- [Texto citado]
━━━

En el fútbol, como en la vida misma, existen personas que rezuman confianza. Personas que transmiten seguridad con un simple golpe de vista, incluso cuando los avatares del destino les obliga en ocasiones a arrodillarse. Personas que al Rayo Vallecano sobran.

En el fútbol, como en la vida misma, existen momentos duros en los que es difícil creer. Creer en Dios. Creer en tu pareja. En tu familia. En tus jefes. En ti. Y sin embargo hay personas, jugadores, a quienes la adversidad hace incluso más fuertes.

Claro ejemplo de ello son los jugadores del líder de la categoría. Unos profesionales que no merecen sus peculiares dirigentes. Unos profesionales que merecen su situación en la tabla. Porque no es fácil pensar en fútbol cuando encadenas meses sin llevarte un par de euros al zurrón. Y sin embargo ellos parecen no saber hacer otra cosa.

Hermanados con sus compañeros de blanco y violeta, saltaron al verde pidiendo soluciones. Esas que, cuando el partido pintaba en bastos, ellos encontraron. A pesar de que entre ellos no se hallaban Aganzo y Piti, dos hombres vitales. Cuestión de fe.

Enfrente, Abel Resino daba entrada a Jofre por Álvaro Antón por el costado izquierdo y mantenía a Sisi en el flanco derecho. La premisa era clara. Coke y Casado no podían galopar junto a la cal con la facilidad que acostumbran.

━━━

- [Datos registrados]
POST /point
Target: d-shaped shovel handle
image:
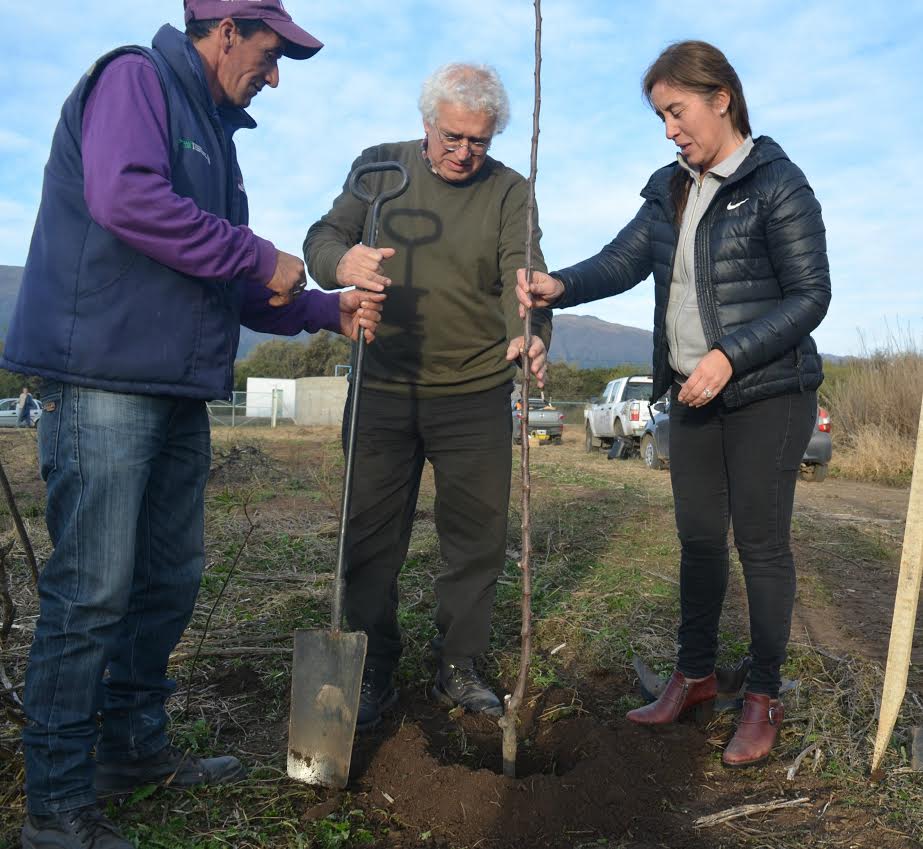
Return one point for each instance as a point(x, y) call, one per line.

━━━

- [Ejercicios propuestos]
1. Responde estas preguntas según la crónica sobre el Rayo Vallecano:
(a) ¿Qué dos jugadores, calificados de vitales, no estaban con el equipo?
(b) ¿A quién dio entrada Abel Resino y en sustitución de quién?
(c) ¿De qué colores vestían los compañeros con los que saltaron al verde hermanados?
2. Prolonga la crónica sobre el Rayo Vallecano a partir de su última frase, con el mismo tono y estilo.

- [Soluciones]
1.
(a) Aganzo y Piti.
(b) A Jofre, en sustitución de Álvaro Antón.
(c) De blanco y violeta.

2.
Colapsados en banda, los rayistas debían buscar el juego interior. ¿Cómo? Igual que Abel había dado indicaciones de sujetar el fuerte franjirrojo, Sandoval había convertido su doble pivote en dos sombras de los de enfrente.

Maniatados unos y otros, escasa era la brillantez del juego. No así las ocasiones. Mientras Piñeiro Crespo miraba hacia otro lado cuando los vallisoletanos le señalaban el punto de penalty, primero por la caída de Guerra y luego por la de Barragán; los vallecanos lo intentaban por medio de Andrija Delibasic y el argentino Armenteros.

Entonces, por segunda semana consecutiva dio frutos el trabajo que Abel lleva meses haciendo cuando echa el candado al entreno. Jofre, el hombre que quería ser titular, bota el cuero desde la esquina y Jordi aparece al primer palo y convierte con la testa.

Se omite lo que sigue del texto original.